§ **WORK INSTRUCTIONS**
Please reproduce the items from the start through the line containing "2 276 13 286", replacing "input image" with "source image" and leaving everything else unchanged.

-- start of PROVIDED RECORDS --

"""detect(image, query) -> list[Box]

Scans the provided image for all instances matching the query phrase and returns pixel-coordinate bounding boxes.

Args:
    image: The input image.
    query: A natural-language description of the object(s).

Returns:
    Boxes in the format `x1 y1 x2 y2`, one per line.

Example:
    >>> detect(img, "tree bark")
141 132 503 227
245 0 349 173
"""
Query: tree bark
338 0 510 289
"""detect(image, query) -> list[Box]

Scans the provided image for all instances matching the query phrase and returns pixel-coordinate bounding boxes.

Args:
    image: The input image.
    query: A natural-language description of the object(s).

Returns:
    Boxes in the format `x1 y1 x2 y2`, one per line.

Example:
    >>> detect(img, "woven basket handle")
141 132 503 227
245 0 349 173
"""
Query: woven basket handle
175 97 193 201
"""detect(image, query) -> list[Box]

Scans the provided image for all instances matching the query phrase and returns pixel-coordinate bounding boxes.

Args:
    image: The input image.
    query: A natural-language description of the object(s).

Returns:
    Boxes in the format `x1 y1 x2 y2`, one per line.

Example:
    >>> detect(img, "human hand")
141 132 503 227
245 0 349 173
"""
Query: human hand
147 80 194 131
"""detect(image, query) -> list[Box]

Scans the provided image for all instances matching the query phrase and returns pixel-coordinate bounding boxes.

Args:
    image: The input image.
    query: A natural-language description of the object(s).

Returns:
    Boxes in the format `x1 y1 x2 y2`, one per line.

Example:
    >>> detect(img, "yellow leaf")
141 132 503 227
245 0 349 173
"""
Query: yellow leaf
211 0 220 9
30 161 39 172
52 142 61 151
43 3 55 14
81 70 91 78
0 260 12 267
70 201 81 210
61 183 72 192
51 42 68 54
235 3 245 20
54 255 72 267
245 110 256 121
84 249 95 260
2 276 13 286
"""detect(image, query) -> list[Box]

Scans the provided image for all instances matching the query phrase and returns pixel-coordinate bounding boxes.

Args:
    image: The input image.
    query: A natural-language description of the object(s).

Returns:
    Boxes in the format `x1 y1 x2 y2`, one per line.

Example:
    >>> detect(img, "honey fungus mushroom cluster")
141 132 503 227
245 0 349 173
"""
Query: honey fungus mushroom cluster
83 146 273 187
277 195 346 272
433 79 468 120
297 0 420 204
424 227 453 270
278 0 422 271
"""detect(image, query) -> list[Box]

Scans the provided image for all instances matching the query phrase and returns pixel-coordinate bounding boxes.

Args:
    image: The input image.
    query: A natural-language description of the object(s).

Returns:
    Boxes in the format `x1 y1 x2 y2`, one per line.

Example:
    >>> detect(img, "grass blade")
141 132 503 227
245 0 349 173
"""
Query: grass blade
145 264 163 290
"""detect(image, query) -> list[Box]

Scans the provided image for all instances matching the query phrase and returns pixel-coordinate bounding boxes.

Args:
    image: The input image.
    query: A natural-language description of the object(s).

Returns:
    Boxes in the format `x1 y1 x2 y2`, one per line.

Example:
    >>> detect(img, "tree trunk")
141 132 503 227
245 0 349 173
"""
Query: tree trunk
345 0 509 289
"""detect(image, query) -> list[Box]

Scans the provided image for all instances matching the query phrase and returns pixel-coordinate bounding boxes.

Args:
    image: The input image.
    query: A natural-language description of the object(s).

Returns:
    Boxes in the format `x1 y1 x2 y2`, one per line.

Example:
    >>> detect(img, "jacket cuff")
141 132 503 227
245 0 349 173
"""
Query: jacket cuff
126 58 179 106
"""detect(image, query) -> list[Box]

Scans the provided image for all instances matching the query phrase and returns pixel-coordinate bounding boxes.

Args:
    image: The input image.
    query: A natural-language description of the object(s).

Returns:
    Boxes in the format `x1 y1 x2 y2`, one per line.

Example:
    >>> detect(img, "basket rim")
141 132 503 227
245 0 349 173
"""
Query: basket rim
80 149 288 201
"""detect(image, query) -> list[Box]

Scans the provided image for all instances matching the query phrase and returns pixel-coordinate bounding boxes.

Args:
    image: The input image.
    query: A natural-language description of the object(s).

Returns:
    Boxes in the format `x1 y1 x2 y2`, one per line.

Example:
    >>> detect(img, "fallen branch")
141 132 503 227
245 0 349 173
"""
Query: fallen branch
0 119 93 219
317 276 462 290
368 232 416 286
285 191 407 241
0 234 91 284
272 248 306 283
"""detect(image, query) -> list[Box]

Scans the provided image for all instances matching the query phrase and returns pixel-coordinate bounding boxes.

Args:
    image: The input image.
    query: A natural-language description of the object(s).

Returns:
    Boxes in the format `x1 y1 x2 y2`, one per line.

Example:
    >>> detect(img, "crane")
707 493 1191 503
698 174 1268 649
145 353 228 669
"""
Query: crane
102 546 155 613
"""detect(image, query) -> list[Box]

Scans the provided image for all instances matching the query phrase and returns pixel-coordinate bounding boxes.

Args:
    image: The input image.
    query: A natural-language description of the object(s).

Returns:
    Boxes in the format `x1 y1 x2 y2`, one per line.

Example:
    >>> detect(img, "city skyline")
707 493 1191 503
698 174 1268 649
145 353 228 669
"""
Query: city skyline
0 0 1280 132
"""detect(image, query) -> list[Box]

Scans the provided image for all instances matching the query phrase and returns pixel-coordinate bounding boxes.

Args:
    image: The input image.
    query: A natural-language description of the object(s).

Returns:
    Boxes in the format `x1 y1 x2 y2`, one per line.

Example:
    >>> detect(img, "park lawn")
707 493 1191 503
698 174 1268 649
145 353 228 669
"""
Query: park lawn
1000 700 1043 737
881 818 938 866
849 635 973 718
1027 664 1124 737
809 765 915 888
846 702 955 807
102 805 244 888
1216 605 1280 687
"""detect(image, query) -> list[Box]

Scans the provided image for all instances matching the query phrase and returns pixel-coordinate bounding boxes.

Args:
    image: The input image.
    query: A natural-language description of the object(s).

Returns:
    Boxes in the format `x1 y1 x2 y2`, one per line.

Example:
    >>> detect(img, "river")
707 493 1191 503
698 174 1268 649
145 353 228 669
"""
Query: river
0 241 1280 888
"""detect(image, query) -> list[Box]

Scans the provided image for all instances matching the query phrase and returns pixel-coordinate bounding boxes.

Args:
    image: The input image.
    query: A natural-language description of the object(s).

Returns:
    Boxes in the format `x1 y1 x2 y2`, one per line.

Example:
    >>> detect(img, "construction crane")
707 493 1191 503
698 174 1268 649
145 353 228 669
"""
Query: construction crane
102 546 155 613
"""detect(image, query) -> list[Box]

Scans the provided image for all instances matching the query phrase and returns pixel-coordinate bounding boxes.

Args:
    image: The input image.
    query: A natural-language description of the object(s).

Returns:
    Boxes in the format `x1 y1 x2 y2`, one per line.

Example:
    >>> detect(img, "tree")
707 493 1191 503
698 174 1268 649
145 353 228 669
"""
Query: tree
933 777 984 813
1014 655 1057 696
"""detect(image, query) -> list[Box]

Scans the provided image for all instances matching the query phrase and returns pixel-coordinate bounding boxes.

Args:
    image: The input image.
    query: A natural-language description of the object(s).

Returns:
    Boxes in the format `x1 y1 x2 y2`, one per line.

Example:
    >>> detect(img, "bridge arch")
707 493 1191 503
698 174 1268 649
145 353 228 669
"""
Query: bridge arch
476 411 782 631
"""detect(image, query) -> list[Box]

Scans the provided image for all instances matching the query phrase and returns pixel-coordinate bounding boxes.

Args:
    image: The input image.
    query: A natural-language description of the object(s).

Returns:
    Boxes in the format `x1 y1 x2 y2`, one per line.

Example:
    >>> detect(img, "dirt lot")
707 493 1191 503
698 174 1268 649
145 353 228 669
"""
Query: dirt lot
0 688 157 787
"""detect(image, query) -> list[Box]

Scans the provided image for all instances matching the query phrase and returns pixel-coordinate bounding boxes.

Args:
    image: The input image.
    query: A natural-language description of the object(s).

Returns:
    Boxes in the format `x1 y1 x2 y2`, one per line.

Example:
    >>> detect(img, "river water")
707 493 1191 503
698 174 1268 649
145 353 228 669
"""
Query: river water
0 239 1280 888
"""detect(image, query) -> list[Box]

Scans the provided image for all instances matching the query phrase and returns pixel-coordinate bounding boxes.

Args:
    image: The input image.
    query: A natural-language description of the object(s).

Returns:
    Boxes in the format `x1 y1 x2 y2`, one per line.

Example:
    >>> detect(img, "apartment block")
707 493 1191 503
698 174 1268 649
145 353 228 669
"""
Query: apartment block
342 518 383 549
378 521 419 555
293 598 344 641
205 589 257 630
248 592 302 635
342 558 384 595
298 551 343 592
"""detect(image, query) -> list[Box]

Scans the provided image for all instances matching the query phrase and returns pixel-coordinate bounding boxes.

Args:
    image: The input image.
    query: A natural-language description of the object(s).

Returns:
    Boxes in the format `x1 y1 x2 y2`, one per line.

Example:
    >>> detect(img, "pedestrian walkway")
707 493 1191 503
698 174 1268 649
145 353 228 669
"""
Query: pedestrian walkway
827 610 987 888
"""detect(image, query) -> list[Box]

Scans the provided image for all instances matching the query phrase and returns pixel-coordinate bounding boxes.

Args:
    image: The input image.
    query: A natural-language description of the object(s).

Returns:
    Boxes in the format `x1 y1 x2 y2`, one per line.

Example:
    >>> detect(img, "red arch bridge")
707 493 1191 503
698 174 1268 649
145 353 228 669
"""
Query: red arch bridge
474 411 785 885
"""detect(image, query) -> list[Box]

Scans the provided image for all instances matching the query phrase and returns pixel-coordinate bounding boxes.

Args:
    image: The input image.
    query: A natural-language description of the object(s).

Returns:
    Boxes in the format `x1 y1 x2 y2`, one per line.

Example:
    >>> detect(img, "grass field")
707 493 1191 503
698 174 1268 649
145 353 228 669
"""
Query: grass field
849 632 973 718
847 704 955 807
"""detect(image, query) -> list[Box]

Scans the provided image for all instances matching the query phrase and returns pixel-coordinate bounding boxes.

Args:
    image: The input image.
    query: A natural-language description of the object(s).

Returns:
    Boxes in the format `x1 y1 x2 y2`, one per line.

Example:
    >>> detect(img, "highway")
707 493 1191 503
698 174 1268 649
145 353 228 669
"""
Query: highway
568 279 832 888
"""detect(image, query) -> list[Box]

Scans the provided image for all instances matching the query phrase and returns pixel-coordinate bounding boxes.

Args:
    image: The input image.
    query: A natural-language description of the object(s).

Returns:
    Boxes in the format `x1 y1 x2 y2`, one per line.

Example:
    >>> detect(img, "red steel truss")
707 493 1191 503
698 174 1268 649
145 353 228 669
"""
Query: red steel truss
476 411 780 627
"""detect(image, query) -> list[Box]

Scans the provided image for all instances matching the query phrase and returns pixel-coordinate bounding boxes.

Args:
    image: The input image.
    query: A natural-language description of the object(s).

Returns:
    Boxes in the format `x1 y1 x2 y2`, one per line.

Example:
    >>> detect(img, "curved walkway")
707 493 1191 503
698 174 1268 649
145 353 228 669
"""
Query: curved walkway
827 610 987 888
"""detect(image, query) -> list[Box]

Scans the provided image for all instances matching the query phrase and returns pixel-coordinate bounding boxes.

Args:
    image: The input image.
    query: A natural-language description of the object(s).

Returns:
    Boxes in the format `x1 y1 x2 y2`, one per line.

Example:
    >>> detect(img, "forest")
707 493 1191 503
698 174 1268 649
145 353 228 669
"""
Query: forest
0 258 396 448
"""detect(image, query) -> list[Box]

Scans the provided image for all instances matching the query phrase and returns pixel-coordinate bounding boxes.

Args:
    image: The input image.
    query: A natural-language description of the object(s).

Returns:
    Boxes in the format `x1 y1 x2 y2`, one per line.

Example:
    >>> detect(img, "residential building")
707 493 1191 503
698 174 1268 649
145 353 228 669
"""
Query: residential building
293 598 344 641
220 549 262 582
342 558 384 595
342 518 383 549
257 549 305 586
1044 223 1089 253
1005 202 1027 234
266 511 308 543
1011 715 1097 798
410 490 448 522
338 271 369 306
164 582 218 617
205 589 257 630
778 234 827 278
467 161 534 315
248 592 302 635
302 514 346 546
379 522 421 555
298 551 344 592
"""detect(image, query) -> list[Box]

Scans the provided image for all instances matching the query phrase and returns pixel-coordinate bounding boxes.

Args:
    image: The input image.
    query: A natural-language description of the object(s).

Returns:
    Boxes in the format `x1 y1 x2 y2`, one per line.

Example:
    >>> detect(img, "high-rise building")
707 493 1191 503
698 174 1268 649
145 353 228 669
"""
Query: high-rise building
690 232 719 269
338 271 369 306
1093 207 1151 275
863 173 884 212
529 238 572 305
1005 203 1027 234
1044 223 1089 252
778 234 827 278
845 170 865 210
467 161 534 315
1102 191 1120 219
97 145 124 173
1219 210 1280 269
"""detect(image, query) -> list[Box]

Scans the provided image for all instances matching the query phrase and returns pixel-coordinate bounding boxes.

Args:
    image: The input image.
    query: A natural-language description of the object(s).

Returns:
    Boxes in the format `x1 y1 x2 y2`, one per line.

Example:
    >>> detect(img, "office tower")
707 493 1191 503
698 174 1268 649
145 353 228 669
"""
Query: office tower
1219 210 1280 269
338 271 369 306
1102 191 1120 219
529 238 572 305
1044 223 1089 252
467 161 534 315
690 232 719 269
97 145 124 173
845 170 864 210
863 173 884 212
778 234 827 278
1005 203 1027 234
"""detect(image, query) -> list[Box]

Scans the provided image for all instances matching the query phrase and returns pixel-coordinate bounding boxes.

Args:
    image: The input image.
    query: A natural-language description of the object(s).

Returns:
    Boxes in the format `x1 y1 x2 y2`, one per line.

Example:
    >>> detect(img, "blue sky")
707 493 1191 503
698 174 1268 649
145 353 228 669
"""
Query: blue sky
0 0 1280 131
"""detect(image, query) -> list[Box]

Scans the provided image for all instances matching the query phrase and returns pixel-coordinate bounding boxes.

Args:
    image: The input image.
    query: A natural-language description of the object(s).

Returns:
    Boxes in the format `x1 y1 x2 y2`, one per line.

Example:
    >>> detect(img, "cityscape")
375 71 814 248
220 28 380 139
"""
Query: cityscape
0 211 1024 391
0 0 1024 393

-- end of PROVIDED RECORDS --

§ **SOLUTION**
"""detect(image, query) -> list[Box]

Scans the provided image for all instances matching the query phrase and returns pixel-coordinate bounding boxes.

Args:
    image: The source image.
    query: A natural-language description of the object(s).

Returns:
    Boxes in the format `x1 y1 x2 y2`, one per line.

Example:
    >>> detect(img, "tree bark")
141 132 503 227
245 0 349 173
"""
Query: tree bark
338 0 510 289
"""detect(image, query) -> list[Box]

Scans the provided image for all instances matching the query phrase and returns pixel-coordinate bounding boxes.

Args:
    image: The source image.
    query: A natural-language description of the object(s).

Returns:
    Boxes in the format `x1 y1 x2 y2`, one per line.

Example:
    >>> detect(img, "woven basket handle")
141 132 503 227
245 0 349 173
"""
Query: woven basket handle
175 97 193 201
"""detect(image, query) -> list[Box]

Scans the provided image for all instances matching the query phrase and returns pixel-coordinate bounding boxes.

Args:
    image: The source image.
    query: A natural-language description of the object(s).

Returns:
    Boxes in the format `x1 y1 x2 y2`, one per line.

Example:
    >>> detect(img, "human hand")
141 132 503 227
245 0 349 173
"""
Query: human hand
147 80 194 131
"""detect(image, query) -> list[Box]

Scans the provided image for all instances matching the query phrase and returns pixel-coordinate bounding boxes.

Args:
    image: The source image.
    query: A natural-language description of the object(s).

Returns:
    Boxes in the format `x1 y1 x2 y2`, one per line.

Example:
    >>> detect(img, "yellow leaf")
141 132 503 227
245 0 349 173
"""
Query: yellow leaf
211 0 220 9
30 161 39 172
52 142 61 151
43 3 55 14
81 70 91 78
0 260 12 267
70 201 81 210
61 183 72 192
51 42 68 54
235 3 245 20
54 255 72 267
245 110 256 121
84 249 95 260
2 276 13 286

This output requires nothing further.